Exercise brief ::
In the records below, find the line containing "det: ear | output". Output it and every line after it to the end, unchanged, with no pictures.

Input ::
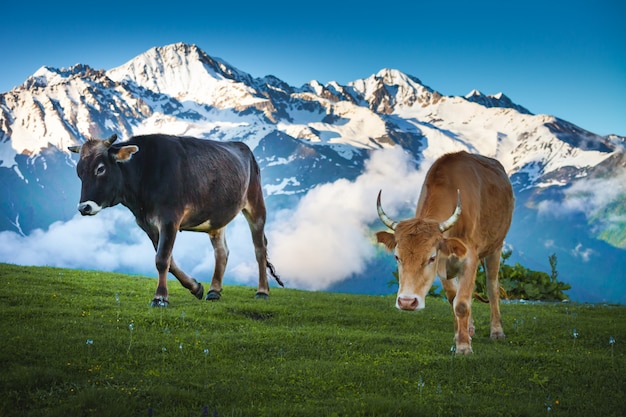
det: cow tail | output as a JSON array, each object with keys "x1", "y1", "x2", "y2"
[{"x1": 263, "y1": 232, "x2": 285, "y2": 288}]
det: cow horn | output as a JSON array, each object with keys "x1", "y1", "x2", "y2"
[
  {"x1": 376, "y1": 190, "x2": 398, "y2": 230},
  {"x1": 103, "y1": 133, "x2": 117, "y2": 148},
  {"x1": 439, "y1": 190, "x2": 461, "y2": 233}
]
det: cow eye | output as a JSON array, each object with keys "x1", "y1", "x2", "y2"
[{"x1": 96, "y1": 163, "x2": 106, "y2": 176}]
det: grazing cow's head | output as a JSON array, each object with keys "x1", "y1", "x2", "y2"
[
  {"x1": 68, "y1": 135, "x2": 139, "y2": 216},
  {"x1": 376, "y1": 193, "x2": 466, "y2": 310}
]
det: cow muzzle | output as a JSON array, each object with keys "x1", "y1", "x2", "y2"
[
  {"x1": 396, "y1": 295, "x2": 425, "y2": 311},
  {"x1": 78, "y1": 201, "x2": 102, "y2": 216}
]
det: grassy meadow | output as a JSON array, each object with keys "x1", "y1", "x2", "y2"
[{"x1": 0, "y1": 264, "x2": 626, "y2": 417}]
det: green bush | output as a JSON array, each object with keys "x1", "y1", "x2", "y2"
[{"x1": 476, "y1": 251, "x2": 571, "y2": 301}]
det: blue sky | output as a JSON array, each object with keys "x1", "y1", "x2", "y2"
[{"x1": 0, "y1": 0, "x2": 626, "y2": 136}]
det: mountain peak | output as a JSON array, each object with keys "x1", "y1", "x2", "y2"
[
  {"x1": 465, "y1": 89, "x2": 532, "y2": 114},
  {"x1": 107, "y1": 43, "x2": 254, "y2": 107},
  {"x1": 22, "y1": 64, "x2": 104, "y2": 89}
]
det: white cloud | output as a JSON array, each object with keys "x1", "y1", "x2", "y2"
[
  {"x1": 0, "y1": 147, "x2": 430, "y2": 290},
  {"x1": 268, "y1": 147, "x2": 430, "y2": 290},
  {"x1": 537, "y1": 166, "x2": 626, "y2": 218},
  {"x1": 571, "y1": 243, "x2": 595, "y2": 262}
]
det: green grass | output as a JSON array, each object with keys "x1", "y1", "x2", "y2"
[{"x1": 0, "y1": 264, "x2": 626, "y2": 417}]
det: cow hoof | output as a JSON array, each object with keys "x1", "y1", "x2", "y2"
[
  {"x1": 456, "y1": 344, "x2": 472, "y2": 355},
  {"x1": 150, "y1": 296, "x2": 170, "y2": 308},
  {"x1": 206, "y1": 290, "x2": 222, "y2": 301},
  {"x1": 192, "y1": 283, "x2": 204, "y2": 300},
  {"x1": 491, "y1": 330, "x2": 505, "y2": 340}
]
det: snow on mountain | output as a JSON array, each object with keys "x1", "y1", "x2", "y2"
[{"x1": 0, "y1": 43, "x2": 626, "y2": 302}]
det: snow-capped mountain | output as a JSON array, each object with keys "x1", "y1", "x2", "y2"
[{"x1": 0, "y1": 43, "x2": 626, "y2": 302}]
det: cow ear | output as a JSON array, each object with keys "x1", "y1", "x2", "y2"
[
  {"x1": 439, "y1": 237, "x2": 467, "y2": 258},
  {"x1": 111, "y1": 145, "x2": 139, "y2": 162},
  {"x1": 376, "y1": 232, "x2": 396, "y2": 252}
]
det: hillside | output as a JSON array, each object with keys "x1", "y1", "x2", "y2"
[{"x1": 0, "y1": 264, "x2": 626, "y2": 417}]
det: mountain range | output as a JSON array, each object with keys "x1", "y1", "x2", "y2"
[{"x1": 0, "y1": 43, "x2": 626, "y2": 303}]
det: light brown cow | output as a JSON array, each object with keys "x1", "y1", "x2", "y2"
[{"x1": 376, "y1": 152, "x2": 515, "y2": 354}]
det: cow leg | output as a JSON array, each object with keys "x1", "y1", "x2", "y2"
[
  {"x1": 152, "y1": 222, "x2": 178, "y2": 307},
  {"x1": 453, "y1": 252, "x2": 478, "y2": 355},
  {"x1": 243, "y1": 204, "x2": 270, "y2": 298},
  {"x1": 170, "y1": 256, "x2": 204, "y2": 300},
  {"x1": 441, "y1": 278, "x2": 459, "y2": 336},
  {"x1": 206, "y1": 228, "x2": 229, "y2": 300},
  {"x1": 484, "y1": 247, "x2": 504, "y2": 339}
]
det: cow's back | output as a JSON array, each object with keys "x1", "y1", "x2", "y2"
[
  {"x1": 117, "y1": 135, "x2": 258, "y2": 225},
  {"x1": 417, "y1": 152, "x2": 515, "y2": 256}
]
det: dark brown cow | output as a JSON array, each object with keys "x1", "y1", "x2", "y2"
[
  {"x1": 69, "y1": 135, "x2": 282, "y2": 307},
  {"x1": 376, "y1": 152, "x2": 515, "y2": 354}
]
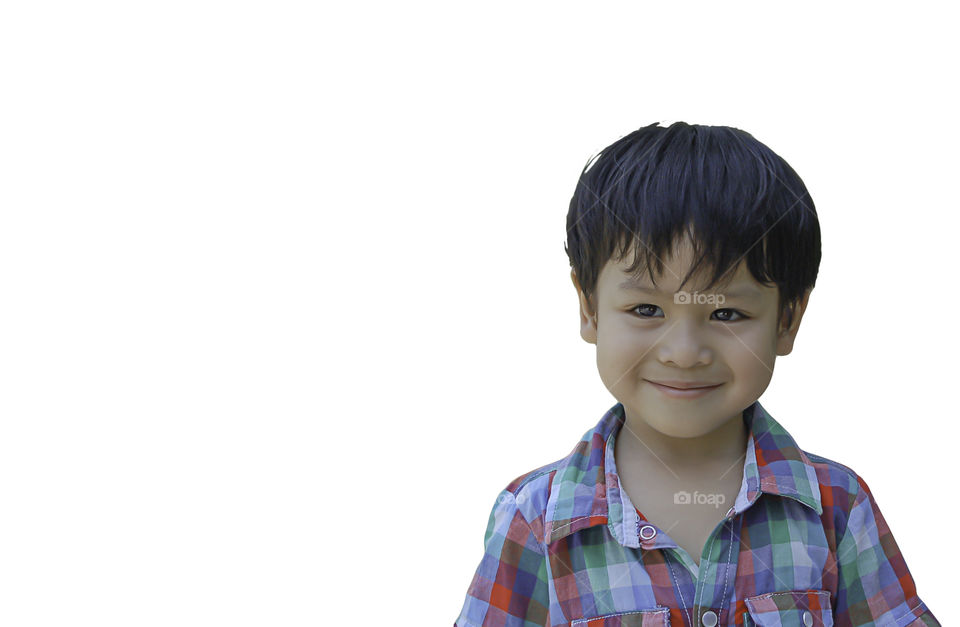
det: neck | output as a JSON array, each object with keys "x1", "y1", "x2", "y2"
[{"x1": 617, "y1": 413, "x2": 749, "y2": 478}]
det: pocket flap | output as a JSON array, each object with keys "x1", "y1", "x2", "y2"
[
  {"x1": 570, "y1": 607, "x2": 670, "y2": 627},
  {"x1": 743, "y1": 590, "x2": 833, "y2": 627}
]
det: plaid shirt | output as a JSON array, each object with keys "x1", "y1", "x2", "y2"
[{"x1": 454, "y1": 403, "x2": 940, "y2": 627}]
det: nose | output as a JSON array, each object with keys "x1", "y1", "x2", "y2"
[{"x1": 655, "y1": 320, "x2": 713, "y2": 368}]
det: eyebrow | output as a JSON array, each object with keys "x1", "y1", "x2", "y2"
[{"x1": 619, "y1": 279, "x2": 760, "y2": 298}]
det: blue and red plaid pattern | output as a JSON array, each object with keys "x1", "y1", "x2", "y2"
[{"x1": 455, "y1": 403, "x2": 940, "y2": 627}]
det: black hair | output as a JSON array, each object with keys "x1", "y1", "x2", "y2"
[{"x1": 563, "y1": 122, "x2": 820, "y2": 332}]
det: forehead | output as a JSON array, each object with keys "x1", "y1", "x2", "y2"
[{"x1": 599, "y1": 248, "x2": 776, "y2": 297}]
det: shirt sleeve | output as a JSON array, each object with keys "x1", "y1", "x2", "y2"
[
  {"x1": 454, "y1": 490, "x2": 550, "y2": 627},
  {"x1": 834, "y1": 477, "x2": 940, "y2": 627}
]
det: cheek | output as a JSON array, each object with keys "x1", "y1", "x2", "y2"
[{"x1": 724, "y1": 328, "x2": 776, "y2": 380}]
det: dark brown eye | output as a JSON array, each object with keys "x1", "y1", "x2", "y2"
[
  {"x1": 630, "y1": 303, "x2": 663, "y2": 318},
  {"x1": 713, "y1": 309, "x2": 747, "y2": 322}
]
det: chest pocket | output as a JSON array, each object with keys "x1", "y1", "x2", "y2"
[
  {"x1": 570, "y1": 607, "x2": 670, "y2": 627},
  {"x1": 743, "y1": 590, "x2": 833, "y2": 627}
]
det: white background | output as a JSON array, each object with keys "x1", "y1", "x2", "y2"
[{"x1": 0, "y1": 0, "x2": 960, "y2": 627}]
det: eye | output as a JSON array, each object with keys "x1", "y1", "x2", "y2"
[
  {"x1": 713, "y1": 309, "x2": 747, "y2": 322},
  {"x1": 630, "y1": 303, "x2": 663, "y2": 318}
]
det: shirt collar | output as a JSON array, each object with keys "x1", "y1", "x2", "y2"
[{"x1": 543, "y1": 402, "x2": 823, "y2": 547}]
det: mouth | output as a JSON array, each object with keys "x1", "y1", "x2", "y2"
[{"x1": 644, "y1": 379, "x2": 723, "y2": 398}]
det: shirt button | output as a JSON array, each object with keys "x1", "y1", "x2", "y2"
[{"x1": 700, "y1": 610, "x2": 717, "y2": 627}]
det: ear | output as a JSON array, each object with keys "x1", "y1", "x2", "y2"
[
  {"x1": 777, "y1": 288, "x2": 813, "y2": 355},
  {"x1": 570, "y1": 269, "x2": 597, "y2": 344}
]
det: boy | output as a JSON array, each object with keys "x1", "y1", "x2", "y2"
[{"x1": 455, "y1": 122, "x2": 939, "y2": 627}]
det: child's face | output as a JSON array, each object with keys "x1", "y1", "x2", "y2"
[{"x1": 571, "y1": 241, "x2": 809, "y2": 438}]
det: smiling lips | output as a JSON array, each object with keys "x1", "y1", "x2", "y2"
[{"x1": 645, "y1": 379, "x2": 723, "y2": 398}]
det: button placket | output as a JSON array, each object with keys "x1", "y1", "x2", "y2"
[{"x1": 700, "y1": 610, "x2": 717, "y2": 627}]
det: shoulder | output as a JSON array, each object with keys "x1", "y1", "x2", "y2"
[
  {"x1": 496, "y1": 427, "x2": 604, "y2": 541},
  {"x1": 804, "y1": 451, "x2": 875, "y2": 534}
]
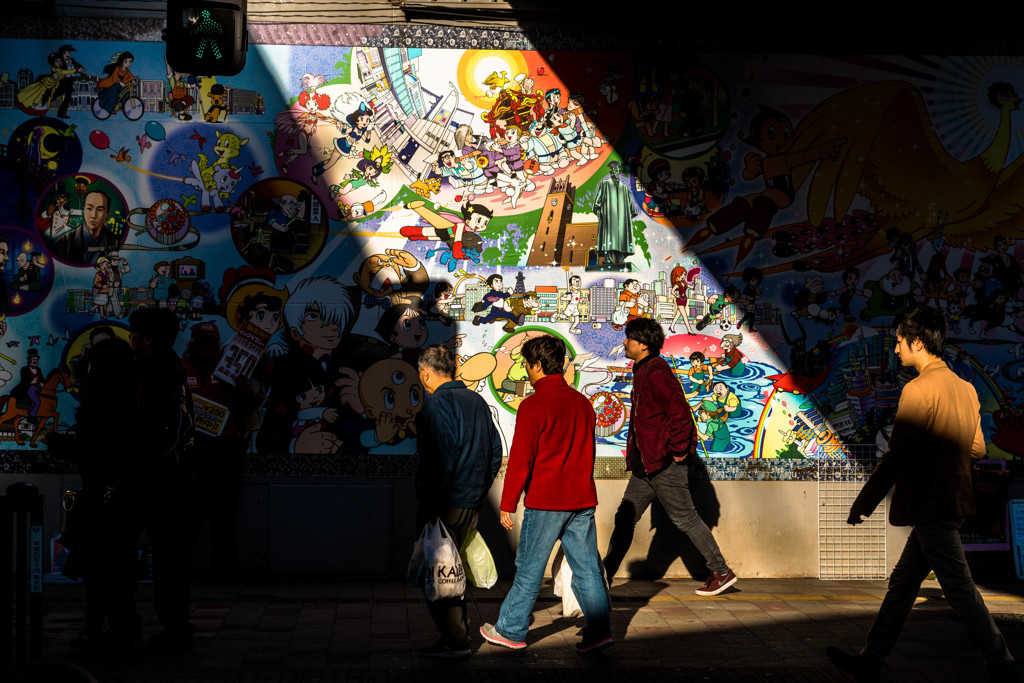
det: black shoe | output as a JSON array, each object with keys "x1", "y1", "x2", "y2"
[
  {"x1": 420, "y1": 639, "x2": 472, "y2": 659},
  {"x1": 577, "y1": 629, "x2": 615, "y2": 654},
  {"x1": 825, "y1": 645, "x2": 882, "y2": 683}
]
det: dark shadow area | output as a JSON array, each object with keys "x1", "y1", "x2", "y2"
[{"x1": 12, "y1": 580, "x2": 1024, "y2": 683}]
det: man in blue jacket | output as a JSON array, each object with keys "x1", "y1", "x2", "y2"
[{"x1": 416, "y1": 344, "x2": 502, "y2": 657}]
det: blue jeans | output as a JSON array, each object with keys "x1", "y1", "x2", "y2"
[{"x1": 495, "y1": 508, "x2": 611, "y2": 641}]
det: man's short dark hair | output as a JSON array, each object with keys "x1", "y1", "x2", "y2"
[
  {"x1": 626, "y1": 317, "x2": 665, "y2": 355},
  {"x1": 374, "y1": 297, "x2": 421, "y2": 341},
  {"x1": 128, "y1": 307, "x2": 181, "y2": 348},
  {"x1": 522, "y1": 335, "x2": 565, "y2": 375},
  {"x1": 89, "y1": 327, "x2": 115, "y2": 345},
  {"x1": 893, "y1": 303, "x2": 946, "y2": 356},
  {"x1": 420, "y1": 344, "x2": 456, "y2": 379}
]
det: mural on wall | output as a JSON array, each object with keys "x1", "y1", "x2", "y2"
[{"x1": 0, "y1": 40, "x2": 1024, "y2": 458}]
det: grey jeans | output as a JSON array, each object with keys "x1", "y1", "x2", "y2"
[{"x1": 604, "y1": 462, "x2": 729, "y2": 581}]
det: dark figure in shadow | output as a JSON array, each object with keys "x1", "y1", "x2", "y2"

Response to this exercise ::
det: ear | output as a JSON array, each object with keys "x1", "y1", "x2", "y2"
[
  {"x1": 777, "y1": 288, "x2": 813, "y2": 355},
  {"x1": 570, "y1": 269, "x2": 597, "y2": 344}
]
det: boy | output as a JSON array, each object with keys "x1", "y1", "x2", "y2"
[{"x1": 455, "y1": 122, "x2": 939, "y2": 627}]
det: child's face | output as a JSON array, each object with keys "x1", "y1", "x2", "y2"
[{"x1": 571, "y1": 241, "x2": 809, "y2": 438}]
det: smiling lips | output as a JSON array, each object with keys "x1", "y1", "x2", "y2"
[{"x1": 645, "y1": 379, "x2": 723, "y2": 398}]
det: button placket | output as a JSON array, each object with keys "x1", "y1", "x2", "y2"
[{"x1": 700, "y1": 610, "x2": 717, "y2": 627}]
det: shoulder | output as a JSON array, each object with keys "x1", "y1", "x2", "y2"
[
  {"x1": 496, "y1": 427, "x2": 604, "y2": 541},
  {"x1": 804, "y1": 451, "x2": 875, "y2": 534}
]
det: black shoe | output as a JSON array, each object with keys "x1", "y1", "x2", "y2"
[
  {"x1": 420, "y1": 639, "x2": 472, "y2": 659},
  {"x1": 577, "y1": 629, "x2": 615, "y2": 654},
  {"x1": 825, "y1": 645, "x2": 882, "y2": 683}
]
det: dark shadow area | output as a JSON array, each object with keys "x1", "y1", "x2", "y2"
[{"x1": 12, "y1": 580, "x2": 1024, "y2": 683}]
det: man in blue jacket | output as a JSON array, each object with keys "x1", "y1", "x2", "y2"
[{"x1": 416, "y1": 344, "x2": 502, "y2": 657}]
det: blue jeans | output as a JSON array, each object with keys "x1", "y1", "x2", "y2"
[{"x1": 495, "y1": 508, "x2": 611, "y2": 641}]
det: man's short dark hair | output as a JSON array, each object with keys "x1", "y1", "x2", "y2"
[
  {"x1": 626, "y1": 317, "x2": 665, "y2": 355},
  {"x1": 374, "y1": 297, "x2": 421, "y2": 341},
  {"x1": 128, "y1": 307, "x2": 181, "y2": 348},
  {"x1": 522, "y1": 335, "x2": 565, "y2": 375},
  {"x1": 89, "y1": 327, "x2": 115, "y2": 345},
  {"x1": 893, "y1": 303, "x2": 946, "y2": 356},
  {"x1": 420, "y1": 344, "x2": 456, "y2": 379}
]
det: mural on wall | output as a JSON array, each object with keys "x1", "y1", "x2", "y2"
[{"x1": 0, "y1": 40, "x2": 1024, "y2": 458}]
det: grey jeans | output as a JSON array, each object with keys "x1", "y1", "x2", "y2"
[{"x1": 604, "y1": 462, "x2": 729, "y2": 581}]
det: dark figure in shadow | output as a JSON array, each object with keys "x1", "y1", "x2", "y2"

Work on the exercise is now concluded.